▸ **WORK TO COMPLETE**: Can you transcribe every record below exactly as it appears?

▸ **RECORD EXTRACTS**:
───
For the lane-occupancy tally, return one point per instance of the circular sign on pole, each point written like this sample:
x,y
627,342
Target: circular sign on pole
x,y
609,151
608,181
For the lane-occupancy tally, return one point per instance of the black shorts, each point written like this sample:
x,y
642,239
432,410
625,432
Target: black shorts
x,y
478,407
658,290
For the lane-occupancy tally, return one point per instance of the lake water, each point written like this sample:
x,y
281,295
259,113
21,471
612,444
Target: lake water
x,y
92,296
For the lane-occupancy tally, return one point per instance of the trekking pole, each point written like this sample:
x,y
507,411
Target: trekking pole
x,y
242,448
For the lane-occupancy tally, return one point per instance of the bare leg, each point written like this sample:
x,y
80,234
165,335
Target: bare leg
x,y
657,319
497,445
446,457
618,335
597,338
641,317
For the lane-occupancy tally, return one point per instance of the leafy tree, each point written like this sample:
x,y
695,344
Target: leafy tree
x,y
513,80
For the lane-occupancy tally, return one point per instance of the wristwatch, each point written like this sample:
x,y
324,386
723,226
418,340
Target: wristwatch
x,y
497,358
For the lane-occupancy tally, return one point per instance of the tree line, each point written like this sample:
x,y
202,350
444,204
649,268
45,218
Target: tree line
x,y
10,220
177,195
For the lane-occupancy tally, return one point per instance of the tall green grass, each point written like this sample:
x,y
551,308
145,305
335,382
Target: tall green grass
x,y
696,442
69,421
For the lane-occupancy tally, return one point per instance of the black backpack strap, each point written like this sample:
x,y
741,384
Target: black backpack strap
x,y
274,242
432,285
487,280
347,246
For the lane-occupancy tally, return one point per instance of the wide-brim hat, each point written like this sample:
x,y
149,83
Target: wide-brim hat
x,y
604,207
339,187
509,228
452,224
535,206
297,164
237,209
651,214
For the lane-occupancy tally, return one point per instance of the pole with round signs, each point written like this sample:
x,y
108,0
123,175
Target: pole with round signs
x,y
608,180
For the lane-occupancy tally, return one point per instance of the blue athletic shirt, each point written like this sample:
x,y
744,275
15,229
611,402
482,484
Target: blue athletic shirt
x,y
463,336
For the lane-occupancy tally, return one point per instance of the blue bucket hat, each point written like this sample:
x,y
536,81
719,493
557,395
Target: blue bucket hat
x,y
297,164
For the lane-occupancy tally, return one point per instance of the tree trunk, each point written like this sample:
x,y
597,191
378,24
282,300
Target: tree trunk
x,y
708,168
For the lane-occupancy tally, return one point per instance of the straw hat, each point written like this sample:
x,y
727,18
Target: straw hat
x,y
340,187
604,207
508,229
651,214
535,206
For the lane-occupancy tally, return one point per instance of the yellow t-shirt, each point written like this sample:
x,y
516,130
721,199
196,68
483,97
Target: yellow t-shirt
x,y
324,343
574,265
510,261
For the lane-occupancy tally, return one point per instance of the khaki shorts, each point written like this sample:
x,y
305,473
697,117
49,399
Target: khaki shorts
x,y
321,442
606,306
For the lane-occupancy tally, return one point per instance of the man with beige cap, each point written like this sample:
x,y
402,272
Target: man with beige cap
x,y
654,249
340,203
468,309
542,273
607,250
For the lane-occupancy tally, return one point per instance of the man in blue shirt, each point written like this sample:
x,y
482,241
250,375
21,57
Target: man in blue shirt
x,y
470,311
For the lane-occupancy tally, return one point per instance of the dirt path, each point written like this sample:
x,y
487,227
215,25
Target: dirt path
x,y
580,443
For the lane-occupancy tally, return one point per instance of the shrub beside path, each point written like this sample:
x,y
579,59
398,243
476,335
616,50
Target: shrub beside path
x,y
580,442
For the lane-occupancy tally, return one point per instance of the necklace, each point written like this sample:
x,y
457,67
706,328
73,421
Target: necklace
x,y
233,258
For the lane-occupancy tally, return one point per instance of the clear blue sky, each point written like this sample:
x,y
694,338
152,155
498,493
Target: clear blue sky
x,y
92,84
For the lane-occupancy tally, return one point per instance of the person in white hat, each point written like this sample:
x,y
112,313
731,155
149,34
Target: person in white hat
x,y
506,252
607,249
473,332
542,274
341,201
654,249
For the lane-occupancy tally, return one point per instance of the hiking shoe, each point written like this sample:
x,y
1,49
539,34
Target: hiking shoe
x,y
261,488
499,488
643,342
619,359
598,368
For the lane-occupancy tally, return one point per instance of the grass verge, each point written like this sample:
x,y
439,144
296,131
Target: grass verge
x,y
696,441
───
▸ **EXERCISE OUTPUT**:
For the lane-occupancy tally, return one point per instance of the circular sign on pole, each point written like this sample:
x,y
627,342
Target: circular sign on pole
x,y
609,151
608,181
For the lane-occupancy tally, return one point per instance of the black shorts, each point written like this sample:
x,y
642,239
432,410
625,432
Target: black shorts
x,y
478,407
658,290
For the lane-occupancy tally, return one point per instance of the lake water, each point written like this sample:
x,y
281,295
259,113
21,471
612,444
Target: lake water
x,y
92,296
For the lane-occupancy tally, return one point per instance of the trekking pole, each point written like this sample:
x,y
507,411
Target: trekking pole
x,y
242,448
For the lane-occupancy tally, return one point per instance of the bare leg, each point written like this sample:
x,y
80,234
165,335
Target: bare leg
x,y
657,319
497,445
446,457
618,335
597,338
641,317
For the lane-occupancy tally, return one point per instance of the leafy tree, each point written like this sample:
x,y
695,344
Target: leafy tree
x,y
513,80
For the lane-occupancy tally, return one point per instance of the wristwatch, each point written like this sample:
x,y
324,386
723,226
418,340
Target: wristwatch
x,y
497,358
For the lane-occupancy tally, return one point per instance of the tree line, each point written like this sample:
x,y
202,350
444,204
649,268
45,218
Target: tree line
x,y
10,220
177,195
For the lane-occupancy tally, return one point per instance of the tall green grass, each point written like this sample:
x,y
551,308
145,305
335,382
Target: tall green grass
x,y
696,442
69,421
For the lane-occupancy tally, return one point per instance of the black backpack strap, each point written like this sample:
x,y
741,384
Target: black backpack strap
x,y
274,242
432,285
487,280
347,246
For the lane-occupancy tally, return one point per instance of the wide-brim hat, each point written like this sample:
x,y
149,83
Target: wide-brim hat
x,y
604,207
339,187
509,228
452,224
535,206
297,164
237,209
651,214
For the lane-occupancy tally, return one point per instance of the pole with round signs, each point written like this sample:
x,y
108,0
123,175
Target: pole with round signs
x,y
608,180
For the lane-occupancy tally, return one point per instance of the blue athletic shirt, each point written like this sample:
x,y
744,275
15,229
611,402
482,484
Target: blue athletic shirt
x,y
463,336
For the lane-occupancy tally, return one point per instance of the blue bucket hat, each point written like this sample:
x,y
536,81
719,493
557,395
Target: blue bucket hat
x,y
297,164
For the lane-occupancy tally, return one point per instance of the tree trunk, each point written like this sample:
x,y
597,191
378,24
282,300
Target: tree trunk
x,y
708,168
For the lane-occupancy tally, return one point per instance of the straw hat, each point written like this sample:
x,y
727,18
Target: straw hat
x,y
340,187
604,207
508,229
651,214
535,206
For the lane-occupancy tally, return one point per instance of the yellow t-shirt, each point written like this sample:
x,y
516,130
721,199
196,68
483,97
Target: yellow t-shirt
x,y
324,343
574,265
510,261
For the lane-occupancy tally, return one point per instance of the khaki shorts, each point written like this sample:
x,y
305,473
697,117
49,399
Target: khaki shorts
x,y
321,442
606,306
For the lane-occupancy tally, return one point per instance of the man with beige cap, each point written like this sample:
x,y
402,272
Target: man with beige cap
x,y
654,249
340,203
468,309
542,273
607,250
For the lane-occupancy tally, return one point per instance of the man in blue shirt, each point written like this sample:
x,y
482,241
250,375
21,57
Target: man in blue shirt
x,y
470,311
For the lane-occupancy tally, return one point per instance of the dirt path, each point written like this sample:
x,y
487,227
215,25
Target: dirt path
x,y
580,443
For the lane-occupancy tally, return one point per instance of the shrub beside path, each point written like this sample:
x,y
579,59
398,243
476,335
616,50
Target: shrub beside path
x,y
580,442
For the lane-occupancy tally, return one point per instance of the necklace, each point written like this sample:
x,y
457,67
706,328
73,421
Target: necklace
x,y
233,258
For the lane-occupancy tally, return one point per instance of the clear blue sky, each point written like this sample:
x,y
694,338
152,155
498,493
Target: clear blue sky
x,y
92,84
For the lane-occupancy tally, return one point per instance of the person in white hat, each point written like this sample:
x,y
112,313
731,155
149,34
Target: person in white hat
x,y
506,252
607,249
473,332
542,274
341,201
654,249
For the lane-occupancy tally, return one point per instance of the hiking shoe, each point written like this sample:
x,y
1,49
539,34
Target: hiking shoe
x,y
261,488
499,488
643,342
619,359
598,368
For the lane-occupancy tally, return one point per instance of the grass verge, each point written like this sample:
x,y
439,144
296,131
Target: grass verge
x,y
696,441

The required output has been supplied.